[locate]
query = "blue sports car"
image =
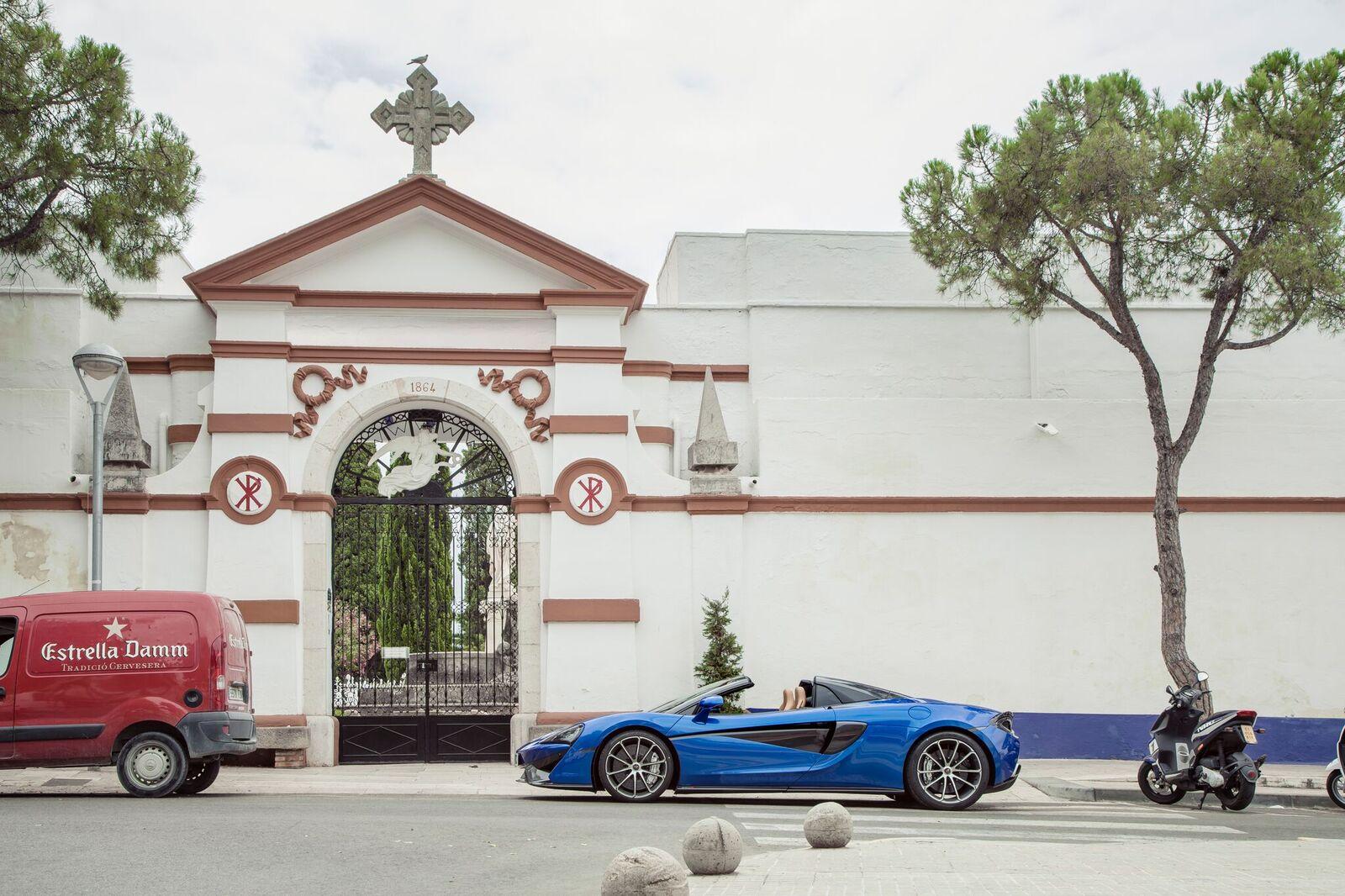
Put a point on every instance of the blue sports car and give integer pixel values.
(827, 735)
-*-
Format the rows above as a two-column CSV with the header columns instruction and coordinates, giving one line per row. Put each row's text and its answer in separate double-quoted fields, replace any line breaks with spaces, and leave out the pictures.

instruction,coordinates
"[locate] query = ""blue sports car"" image = Put a point on every instance of the blue sports car and give integer pixel values.","(827, 735)"